Last November, the Biden administration announced that it would protect the Greater Chaco Canyon landscape in New Mexico from future oil and gas leasing. The area is culturally significant for Pueblo peoples in the Southwest, and the decision was seen as both a victory for Indigenous nations and a setback for the fossil fuel industry.  

“No group of Americans has created and cared more about preserving what we inherited than the tribal nations,” Biden said when making the announcement. “We have to continue to stand up for the dignity of sovereignty of tribal nations.” He billed the move as a win for Indigenous communities and for the fight against climate change. The New York Times described the executive order as an element of the administration’s “ambitious climate agenda.”

Just two days later, however, the Biden administration held a large auction for new oil and gas leases in the Gulf of Mexico. The lease sale had been ordered by a federal judge, who earlier in 2021 had ruled that the administration hadn’t followed the law in pausing oil and gas sales. Nevertheless, environmentalists were dismayed. Earthjustice called the lease sale a “huge climate bomb.”

- **To-do list**:
**a)** In the passage on federal oil and gas leasing, take the part that opens with the words containing "Last November, the" and closes with "fossil fuel industry.", and write it out again, substituting "Chaco Culture" for "Greater Chaco Canyon".
**b)** Resume the passage on federal oil and gas leasing, picking up after its last sentence.
These rows come from a separate source.

[Stored data entries]
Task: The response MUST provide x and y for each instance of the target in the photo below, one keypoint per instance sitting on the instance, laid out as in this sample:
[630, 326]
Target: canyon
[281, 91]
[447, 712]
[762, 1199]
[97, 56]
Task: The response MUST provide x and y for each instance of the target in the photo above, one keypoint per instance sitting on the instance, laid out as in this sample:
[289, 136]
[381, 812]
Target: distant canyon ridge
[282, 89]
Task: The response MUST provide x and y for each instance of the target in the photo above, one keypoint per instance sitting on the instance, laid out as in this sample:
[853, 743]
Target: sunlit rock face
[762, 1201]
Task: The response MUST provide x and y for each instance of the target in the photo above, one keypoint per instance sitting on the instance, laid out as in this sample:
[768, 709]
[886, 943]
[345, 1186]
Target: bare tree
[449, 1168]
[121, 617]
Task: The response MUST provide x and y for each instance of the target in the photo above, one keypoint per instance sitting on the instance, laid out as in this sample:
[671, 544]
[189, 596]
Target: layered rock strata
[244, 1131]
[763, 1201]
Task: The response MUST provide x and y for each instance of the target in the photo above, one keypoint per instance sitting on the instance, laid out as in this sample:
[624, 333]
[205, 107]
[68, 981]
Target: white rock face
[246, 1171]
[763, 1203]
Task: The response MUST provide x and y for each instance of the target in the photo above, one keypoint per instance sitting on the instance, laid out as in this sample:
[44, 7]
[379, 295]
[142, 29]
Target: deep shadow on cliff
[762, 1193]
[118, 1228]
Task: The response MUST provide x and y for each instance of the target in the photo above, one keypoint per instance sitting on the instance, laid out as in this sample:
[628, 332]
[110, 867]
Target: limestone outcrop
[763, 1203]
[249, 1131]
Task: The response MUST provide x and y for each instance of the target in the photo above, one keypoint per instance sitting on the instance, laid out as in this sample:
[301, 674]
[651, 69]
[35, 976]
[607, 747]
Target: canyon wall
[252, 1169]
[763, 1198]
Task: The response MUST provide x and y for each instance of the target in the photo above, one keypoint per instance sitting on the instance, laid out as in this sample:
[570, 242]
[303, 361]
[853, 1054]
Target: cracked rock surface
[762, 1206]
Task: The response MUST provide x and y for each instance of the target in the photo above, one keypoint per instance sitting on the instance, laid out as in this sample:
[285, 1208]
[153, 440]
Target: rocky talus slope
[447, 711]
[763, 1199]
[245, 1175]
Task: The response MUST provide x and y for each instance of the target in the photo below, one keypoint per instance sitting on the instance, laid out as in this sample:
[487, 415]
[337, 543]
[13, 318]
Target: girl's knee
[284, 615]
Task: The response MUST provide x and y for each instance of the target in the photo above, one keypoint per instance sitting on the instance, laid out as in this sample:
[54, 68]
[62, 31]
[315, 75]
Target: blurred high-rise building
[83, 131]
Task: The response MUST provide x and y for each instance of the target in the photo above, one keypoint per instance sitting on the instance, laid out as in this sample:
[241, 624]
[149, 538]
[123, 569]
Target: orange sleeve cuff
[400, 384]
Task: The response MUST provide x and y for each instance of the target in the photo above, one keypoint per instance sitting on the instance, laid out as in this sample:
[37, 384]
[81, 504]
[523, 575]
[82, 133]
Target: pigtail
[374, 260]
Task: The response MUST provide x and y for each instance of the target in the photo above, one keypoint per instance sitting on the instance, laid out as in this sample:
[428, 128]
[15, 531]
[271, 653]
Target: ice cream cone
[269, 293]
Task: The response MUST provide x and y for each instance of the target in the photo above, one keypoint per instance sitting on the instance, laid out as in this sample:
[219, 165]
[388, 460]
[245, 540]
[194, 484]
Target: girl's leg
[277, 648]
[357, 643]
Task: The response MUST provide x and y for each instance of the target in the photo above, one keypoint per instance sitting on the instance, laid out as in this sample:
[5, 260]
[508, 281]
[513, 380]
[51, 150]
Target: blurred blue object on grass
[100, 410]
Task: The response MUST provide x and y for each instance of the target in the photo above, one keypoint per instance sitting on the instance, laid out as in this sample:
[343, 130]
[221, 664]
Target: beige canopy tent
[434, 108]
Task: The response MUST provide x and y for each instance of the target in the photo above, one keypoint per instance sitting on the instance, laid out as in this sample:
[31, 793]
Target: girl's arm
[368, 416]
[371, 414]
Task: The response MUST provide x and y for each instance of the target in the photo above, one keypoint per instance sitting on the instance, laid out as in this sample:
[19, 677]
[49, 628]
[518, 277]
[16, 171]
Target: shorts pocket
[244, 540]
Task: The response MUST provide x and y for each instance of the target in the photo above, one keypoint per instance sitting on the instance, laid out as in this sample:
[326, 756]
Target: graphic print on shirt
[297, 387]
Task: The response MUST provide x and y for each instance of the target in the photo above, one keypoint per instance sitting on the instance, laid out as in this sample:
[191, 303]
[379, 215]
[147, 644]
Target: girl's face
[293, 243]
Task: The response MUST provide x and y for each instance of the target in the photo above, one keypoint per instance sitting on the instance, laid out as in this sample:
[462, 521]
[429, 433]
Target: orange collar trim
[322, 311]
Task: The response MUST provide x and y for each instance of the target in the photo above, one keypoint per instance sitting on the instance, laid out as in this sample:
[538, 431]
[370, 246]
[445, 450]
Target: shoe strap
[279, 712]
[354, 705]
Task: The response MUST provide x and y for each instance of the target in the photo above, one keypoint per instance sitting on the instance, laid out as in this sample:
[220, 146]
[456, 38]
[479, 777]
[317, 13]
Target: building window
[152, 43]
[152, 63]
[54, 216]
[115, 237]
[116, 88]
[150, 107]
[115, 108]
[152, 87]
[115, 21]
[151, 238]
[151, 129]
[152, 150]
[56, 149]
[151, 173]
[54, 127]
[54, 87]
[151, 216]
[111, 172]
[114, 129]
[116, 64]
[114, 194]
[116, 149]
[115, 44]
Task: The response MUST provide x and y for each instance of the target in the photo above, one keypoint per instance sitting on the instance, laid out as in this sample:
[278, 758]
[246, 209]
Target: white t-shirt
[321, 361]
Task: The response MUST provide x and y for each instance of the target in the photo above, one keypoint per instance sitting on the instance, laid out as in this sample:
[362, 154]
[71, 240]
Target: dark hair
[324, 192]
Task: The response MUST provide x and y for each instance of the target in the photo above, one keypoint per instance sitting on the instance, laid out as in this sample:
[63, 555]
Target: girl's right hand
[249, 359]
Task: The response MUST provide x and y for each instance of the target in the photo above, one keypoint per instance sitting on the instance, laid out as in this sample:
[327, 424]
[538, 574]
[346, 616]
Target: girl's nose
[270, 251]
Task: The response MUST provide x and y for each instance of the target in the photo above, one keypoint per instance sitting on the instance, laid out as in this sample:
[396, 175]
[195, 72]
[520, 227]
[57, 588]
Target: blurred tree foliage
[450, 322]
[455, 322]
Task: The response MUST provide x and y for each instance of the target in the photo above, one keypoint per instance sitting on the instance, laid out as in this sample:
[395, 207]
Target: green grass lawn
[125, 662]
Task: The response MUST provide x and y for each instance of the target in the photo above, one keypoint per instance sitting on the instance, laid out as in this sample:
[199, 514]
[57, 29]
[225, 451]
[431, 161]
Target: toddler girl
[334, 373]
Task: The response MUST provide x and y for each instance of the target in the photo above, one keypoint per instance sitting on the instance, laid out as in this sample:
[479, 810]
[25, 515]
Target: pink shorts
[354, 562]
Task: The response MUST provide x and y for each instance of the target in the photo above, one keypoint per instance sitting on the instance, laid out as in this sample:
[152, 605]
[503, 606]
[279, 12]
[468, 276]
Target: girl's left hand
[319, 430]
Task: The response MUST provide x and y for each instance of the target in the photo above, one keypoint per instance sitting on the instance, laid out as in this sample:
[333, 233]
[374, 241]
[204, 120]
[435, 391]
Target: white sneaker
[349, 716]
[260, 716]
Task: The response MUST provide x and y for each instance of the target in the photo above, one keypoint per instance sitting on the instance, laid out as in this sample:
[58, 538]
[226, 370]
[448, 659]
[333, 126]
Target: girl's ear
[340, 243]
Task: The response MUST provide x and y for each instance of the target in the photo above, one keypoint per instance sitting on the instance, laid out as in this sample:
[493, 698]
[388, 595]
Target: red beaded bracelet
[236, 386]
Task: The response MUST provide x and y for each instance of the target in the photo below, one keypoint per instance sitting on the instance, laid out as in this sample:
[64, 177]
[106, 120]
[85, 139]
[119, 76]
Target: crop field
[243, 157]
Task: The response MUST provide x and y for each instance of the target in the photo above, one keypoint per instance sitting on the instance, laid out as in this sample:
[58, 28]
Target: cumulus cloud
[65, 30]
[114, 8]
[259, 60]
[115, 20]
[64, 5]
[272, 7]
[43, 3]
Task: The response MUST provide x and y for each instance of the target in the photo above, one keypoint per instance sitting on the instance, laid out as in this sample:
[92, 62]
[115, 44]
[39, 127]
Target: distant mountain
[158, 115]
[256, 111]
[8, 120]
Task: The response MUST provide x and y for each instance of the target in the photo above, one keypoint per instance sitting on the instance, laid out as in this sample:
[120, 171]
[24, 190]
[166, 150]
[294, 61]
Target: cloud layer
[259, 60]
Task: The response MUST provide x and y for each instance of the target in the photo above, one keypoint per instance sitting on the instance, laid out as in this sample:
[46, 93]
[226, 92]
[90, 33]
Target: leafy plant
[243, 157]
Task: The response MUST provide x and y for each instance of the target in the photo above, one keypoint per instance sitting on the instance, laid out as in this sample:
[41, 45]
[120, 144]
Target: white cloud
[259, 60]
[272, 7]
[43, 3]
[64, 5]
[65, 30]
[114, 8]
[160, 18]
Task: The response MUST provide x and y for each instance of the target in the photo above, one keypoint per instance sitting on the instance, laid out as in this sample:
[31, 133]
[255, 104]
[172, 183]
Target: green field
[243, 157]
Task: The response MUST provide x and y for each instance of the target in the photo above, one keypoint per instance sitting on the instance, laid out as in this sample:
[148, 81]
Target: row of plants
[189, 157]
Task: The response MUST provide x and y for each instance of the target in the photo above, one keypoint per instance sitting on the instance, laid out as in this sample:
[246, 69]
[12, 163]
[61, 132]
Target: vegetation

- **Responses to the exercise**:
**a)**
Last November, the Biden administration announced that it would protect the Chaco Culture landscape in New Mexico from future oil and gas leasing. The area is culturally significant for Pueblo peoples in the Southwest, and the decision was seen as both a victory for Indigenous nations and a setback for the fossil fuel industry.

**b)**
The contradictory moves—blocking oil and gas development in one area but greenlighting an expansion in another, even if under judicial duress—exemplify President Biden’s approach to climate change in his first year in office. While he has made some important steps to cut US greenhouse gas emissions, his administration's reluctance to directly confront the oil and gas industry is becoming increasingly apparent, according to environmental and Indigenous groups.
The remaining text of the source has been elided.